GIVEN DATA:
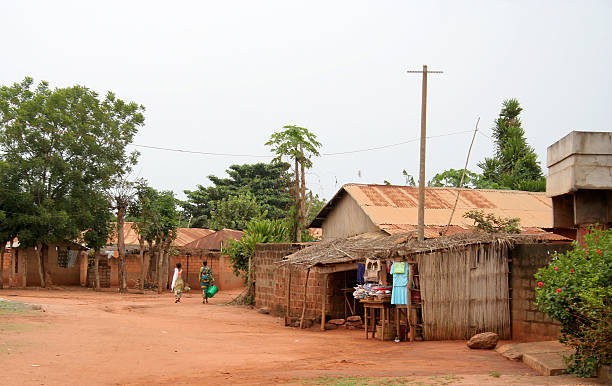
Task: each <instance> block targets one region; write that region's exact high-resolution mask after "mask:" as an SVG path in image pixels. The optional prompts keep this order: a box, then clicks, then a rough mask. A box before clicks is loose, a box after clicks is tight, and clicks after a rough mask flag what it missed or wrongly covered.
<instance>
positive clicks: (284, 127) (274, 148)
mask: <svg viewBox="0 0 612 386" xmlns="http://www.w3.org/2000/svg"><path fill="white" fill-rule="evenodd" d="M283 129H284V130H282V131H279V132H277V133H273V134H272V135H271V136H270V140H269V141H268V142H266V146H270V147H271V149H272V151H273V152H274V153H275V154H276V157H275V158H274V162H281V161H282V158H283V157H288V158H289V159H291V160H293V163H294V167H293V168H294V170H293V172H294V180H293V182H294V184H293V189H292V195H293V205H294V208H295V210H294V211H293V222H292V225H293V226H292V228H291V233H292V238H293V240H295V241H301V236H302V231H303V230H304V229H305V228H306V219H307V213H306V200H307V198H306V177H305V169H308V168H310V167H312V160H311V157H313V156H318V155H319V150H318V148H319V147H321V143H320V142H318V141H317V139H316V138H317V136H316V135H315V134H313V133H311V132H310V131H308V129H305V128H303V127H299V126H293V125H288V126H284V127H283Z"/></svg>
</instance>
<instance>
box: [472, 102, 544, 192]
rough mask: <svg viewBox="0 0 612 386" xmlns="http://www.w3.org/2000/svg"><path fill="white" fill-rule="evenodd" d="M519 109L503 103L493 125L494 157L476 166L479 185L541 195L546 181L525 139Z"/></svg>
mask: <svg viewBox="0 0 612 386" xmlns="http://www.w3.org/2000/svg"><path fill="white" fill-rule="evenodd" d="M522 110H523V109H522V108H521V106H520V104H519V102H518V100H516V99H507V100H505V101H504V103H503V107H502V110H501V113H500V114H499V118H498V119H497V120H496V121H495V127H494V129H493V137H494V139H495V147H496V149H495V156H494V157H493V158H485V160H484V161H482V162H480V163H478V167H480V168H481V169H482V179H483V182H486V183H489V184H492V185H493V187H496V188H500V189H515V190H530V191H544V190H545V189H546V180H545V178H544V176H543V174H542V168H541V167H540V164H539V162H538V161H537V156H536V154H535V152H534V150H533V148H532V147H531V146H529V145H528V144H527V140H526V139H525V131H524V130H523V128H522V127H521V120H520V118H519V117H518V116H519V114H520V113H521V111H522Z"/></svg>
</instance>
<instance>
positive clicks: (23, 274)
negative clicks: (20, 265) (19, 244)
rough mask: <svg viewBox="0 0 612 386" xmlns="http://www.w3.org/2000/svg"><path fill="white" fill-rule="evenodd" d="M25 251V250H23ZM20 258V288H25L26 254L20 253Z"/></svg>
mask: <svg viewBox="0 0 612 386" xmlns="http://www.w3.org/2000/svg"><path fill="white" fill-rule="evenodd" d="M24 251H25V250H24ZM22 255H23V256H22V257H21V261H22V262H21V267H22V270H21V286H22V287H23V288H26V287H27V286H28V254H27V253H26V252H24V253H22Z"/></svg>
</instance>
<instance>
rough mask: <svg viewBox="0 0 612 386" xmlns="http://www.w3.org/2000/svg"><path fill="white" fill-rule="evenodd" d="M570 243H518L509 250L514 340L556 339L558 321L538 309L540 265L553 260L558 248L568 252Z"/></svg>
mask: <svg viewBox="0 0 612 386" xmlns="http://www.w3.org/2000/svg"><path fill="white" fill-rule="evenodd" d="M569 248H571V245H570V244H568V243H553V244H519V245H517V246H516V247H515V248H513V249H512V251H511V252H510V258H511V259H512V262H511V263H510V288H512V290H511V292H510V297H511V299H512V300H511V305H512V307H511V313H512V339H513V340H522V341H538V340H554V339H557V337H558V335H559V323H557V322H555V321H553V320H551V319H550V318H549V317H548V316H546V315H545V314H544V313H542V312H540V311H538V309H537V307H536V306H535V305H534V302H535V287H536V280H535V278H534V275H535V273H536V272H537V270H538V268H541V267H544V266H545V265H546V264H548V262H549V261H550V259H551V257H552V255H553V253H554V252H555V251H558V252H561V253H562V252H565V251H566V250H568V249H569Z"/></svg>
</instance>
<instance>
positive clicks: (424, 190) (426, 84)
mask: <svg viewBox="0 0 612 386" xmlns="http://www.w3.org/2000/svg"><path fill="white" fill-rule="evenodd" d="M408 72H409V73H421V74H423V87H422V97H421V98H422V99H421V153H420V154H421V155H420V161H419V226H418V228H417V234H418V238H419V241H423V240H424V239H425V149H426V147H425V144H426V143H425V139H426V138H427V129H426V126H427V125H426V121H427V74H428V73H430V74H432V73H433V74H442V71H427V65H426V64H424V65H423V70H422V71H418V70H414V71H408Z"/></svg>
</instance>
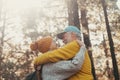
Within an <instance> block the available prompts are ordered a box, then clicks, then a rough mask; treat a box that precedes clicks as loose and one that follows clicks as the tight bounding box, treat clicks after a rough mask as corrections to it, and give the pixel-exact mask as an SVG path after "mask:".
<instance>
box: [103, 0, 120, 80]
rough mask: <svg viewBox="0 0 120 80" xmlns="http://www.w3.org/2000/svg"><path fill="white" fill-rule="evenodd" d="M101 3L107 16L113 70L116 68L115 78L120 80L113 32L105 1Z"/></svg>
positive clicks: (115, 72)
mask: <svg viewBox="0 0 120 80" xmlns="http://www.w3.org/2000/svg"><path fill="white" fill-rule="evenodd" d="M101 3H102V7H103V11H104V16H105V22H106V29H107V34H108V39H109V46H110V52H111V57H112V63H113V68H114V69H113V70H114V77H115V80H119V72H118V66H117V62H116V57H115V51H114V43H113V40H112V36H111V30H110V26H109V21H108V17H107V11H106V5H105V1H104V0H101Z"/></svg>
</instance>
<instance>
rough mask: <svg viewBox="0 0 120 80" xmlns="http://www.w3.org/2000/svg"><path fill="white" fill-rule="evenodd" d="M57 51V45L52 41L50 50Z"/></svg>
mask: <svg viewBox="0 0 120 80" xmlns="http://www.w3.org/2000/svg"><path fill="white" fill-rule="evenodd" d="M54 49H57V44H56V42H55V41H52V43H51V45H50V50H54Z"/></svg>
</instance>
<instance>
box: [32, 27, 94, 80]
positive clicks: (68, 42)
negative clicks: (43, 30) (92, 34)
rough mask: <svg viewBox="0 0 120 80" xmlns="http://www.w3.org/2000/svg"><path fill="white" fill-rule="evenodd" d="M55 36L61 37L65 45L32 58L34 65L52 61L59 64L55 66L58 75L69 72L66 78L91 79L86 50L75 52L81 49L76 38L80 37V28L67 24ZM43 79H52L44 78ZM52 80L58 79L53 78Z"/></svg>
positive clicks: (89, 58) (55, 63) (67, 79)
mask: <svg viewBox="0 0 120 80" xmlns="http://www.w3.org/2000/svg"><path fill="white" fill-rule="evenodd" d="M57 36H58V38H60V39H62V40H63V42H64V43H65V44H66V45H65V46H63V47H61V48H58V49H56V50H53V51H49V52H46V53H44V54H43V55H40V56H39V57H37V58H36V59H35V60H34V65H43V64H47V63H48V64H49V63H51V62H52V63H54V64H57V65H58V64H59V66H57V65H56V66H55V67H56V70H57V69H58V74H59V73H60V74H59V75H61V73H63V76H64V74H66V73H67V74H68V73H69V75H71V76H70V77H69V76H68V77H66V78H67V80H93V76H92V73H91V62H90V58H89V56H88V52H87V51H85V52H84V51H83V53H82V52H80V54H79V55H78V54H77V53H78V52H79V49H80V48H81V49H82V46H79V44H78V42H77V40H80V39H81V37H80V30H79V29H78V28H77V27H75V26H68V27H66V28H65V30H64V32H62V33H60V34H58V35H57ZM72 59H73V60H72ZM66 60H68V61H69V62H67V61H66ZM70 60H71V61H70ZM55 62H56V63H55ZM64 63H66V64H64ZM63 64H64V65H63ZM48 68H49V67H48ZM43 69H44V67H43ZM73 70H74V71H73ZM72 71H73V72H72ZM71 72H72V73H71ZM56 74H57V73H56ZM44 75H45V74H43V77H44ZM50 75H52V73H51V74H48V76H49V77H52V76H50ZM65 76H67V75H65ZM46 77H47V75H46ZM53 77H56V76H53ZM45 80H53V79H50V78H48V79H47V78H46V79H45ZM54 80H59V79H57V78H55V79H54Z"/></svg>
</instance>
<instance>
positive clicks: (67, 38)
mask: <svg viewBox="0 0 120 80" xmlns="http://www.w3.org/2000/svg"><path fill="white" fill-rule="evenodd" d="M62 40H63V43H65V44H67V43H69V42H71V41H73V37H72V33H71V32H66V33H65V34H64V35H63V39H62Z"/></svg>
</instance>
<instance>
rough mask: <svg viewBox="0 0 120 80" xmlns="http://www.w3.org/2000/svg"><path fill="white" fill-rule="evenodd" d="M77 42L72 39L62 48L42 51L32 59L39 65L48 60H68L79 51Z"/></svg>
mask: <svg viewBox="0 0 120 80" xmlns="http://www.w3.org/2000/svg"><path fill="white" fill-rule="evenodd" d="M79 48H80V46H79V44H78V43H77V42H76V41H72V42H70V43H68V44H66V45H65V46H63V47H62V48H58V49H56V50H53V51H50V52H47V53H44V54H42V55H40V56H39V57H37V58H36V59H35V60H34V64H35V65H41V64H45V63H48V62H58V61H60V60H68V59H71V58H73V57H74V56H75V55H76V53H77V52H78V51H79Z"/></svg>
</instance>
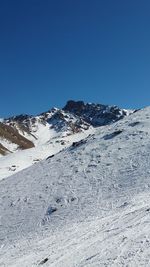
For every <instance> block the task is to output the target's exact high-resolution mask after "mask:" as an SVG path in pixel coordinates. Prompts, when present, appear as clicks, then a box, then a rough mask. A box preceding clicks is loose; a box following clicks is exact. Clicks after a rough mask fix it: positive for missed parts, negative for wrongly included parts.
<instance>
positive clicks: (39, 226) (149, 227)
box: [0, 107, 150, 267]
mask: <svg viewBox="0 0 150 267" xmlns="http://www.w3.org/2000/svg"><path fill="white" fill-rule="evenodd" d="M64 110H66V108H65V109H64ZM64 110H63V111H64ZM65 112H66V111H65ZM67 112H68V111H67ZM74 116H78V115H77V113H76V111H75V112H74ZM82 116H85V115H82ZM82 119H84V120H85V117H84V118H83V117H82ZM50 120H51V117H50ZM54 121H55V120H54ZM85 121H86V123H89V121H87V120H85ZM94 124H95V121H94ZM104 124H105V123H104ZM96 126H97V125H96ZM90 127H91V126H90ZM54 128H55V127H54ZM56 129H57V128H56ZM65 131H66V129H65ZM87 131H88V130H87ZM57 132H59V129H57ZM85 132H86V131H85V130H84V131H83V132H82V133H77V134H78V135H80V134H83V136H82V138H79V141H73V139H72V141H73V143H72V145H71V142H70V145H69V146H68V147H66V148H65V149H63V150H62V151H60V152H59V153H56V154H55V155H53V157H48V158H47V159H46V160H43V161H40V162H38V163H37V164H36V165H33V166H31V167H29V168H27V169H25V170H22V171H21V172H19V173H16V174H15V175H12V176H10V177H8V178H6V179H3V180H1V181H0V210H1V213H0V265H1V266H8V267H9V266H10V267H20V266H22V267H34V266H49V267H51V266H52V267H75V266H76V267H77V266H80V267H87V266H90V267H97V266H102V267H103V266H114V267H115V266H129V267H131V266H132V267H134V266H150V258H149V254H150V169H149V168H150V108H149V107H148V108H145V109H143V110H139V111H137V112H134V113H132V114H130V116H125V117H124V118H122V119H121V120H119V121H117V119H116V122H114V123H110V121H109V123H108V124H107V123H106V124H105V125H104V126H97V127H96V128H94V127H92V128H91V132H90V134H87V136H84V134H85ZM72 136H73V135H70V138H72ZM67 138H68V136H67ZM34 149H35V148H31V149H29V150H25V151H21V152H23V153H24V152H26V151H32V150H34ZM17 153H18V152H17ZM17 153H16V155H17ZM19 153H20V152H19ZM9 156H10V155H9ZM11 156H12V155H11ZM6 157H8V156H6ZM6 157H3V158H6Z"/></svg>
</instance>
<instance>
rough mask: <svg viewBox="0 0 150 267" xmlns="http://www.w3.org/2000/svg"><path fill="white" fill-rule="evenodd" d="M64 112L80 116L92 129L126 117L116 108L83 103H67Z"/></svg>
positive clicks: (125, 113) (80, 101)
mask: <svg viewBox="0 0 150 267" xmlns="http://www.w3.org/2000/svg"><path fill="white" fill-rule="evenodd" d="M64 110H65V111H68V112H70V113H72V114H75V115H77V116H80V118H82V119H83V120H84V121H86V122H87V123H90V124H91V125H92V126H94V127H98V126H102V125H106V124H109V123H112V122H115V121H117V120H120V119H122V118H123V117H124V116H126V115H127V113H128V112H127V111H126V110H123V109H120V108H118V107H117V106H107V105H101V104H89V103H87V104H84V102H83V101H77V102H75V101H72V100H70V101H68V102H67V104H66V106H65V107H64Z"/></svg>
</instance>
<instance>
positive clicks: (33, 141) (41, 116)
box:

WRITTEN TASK: Render everything from the start of the material down to and including the line containing "positive clicks: (284, 127) (274, 148)" as a Markdown table with columns Row and Line, giving each line its row number and skipping blank lines. Leave the pictures out of the table.

RESPONSE:
| Row | Line |
|---|---|
| 1 | Task: each <instance> block targets one region; write that region's exact high-resolution mask after "mask:" as an SVG path in image pixels. The optional prompts keep this order: a box, then clicks, then a rough mask. A box before clicks is loose, a box after clicks is tight, and clicks after a rough mask flag what it missed or wrongly covered. |
| 2 | <instance> |
| 3 | positive clicks: (284, 127) (274, 148) |